**Article**
[BEGIN]

Friday, March 21, 2014

The 3rd Sunday of Lent: Peter Denies Christ



This passage of the Passion Narrative in the Gospel of John is one of the most powerfully real moments of the Passion of Christ for me.  Everything else, it seems, plays almost like a novel or a movie, in which we can get swept up by the plot, but it’s kind of larger than life.  Peter’s Denial, however, changes all of that.
Now, we skipped about 5 chapters from last week to this, but when preaching a lectionary we must make sacrifices and skip around a bit.  I suppose I could try to preach the entire Passion Narrative someday, but that would probably take the better part of a year, and seems rather depressing to me.  It is, however, very much worth taking the time to read for yourselves at some point during Holy Week, beginning with John 13 and reading all the way through the end of chapter 19, with Jesus’ burial; and then you will be ready for Easter Sunday, the Resurrection of the Lord.
But anyway, we are at Jesus’ trial before the High Priest Caiaphas, and Annas.  Verse 15 tells us that Peter actually followed Jesus into the courtyard, along with only one other disciple.  The other disciple was able to enter into the court to witness Jesus’ trial, because he was known to the high priest, but Peter could not, so he remained out in the courtyard by the fire alone, without any of his friends.
I believe that his denial was a surprise, even to him.  I believe that he believed that he would stand up for Jesus, his Lord and Master, to the end, as he professed.  At the end of Chapter 13, Jesus foretells Peter’s denial, although Peter says to him, “I will lay down my life for you.  Jesus answered, will you lay down your life for me?  Truly, truly, I say to you, the rooster will not crow until you have denied me three times.”
Of course, we have the luxury of looking back through history and knowing that both Jesus and Peter were right.  History shows that Peter died as a martyr for his faith at the hands of the Roman Empire.  But Jesus’ prophecy about him came true as well.  
What is also significant to consider in this, as always in the Scriptures, is the context in which we find Peter denying his relationship to Christ.  Just hours before Peter’s denial, at the time of Jesus’ arrest in the Garden of Gethsemane, Judas led the Jewish authorities to surprise and capture Jesus.  Immediately, Peter draws his sword and launches an attack on the soldiers, but Jesus  stops him, saying to him, “Shall I not drink the cup that the Father has given me?”

[END]

**Exercise description**
Repeat word for word the part of the sermon on Peter's denial from "Now, we skipped" to "of the Lord.".

**Data excerpt**
[BEGIN]

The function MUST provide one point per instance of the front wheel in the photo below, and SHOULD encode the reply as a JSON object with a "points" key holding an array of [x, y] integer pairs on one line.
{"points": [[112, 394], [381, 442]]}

[END]

**Correct result**
Now, we skipped about 5 chapters from last week to this, but when preaching a lectionary we must make sacrifices and skip around a bit.  I suppose I could try to preach the entire Passion Narrative someday, but that would probably take the better part of a year, and seems rather depressing to me.  It is, however, very much worth taking the time to read for yourselves at some point during Holy Week, beginning with John 13 and reading all the way through the end of chapter 19, with Jesus’ burial; and then you will be ready for Easter Sunday, the Resurrection of the Lord.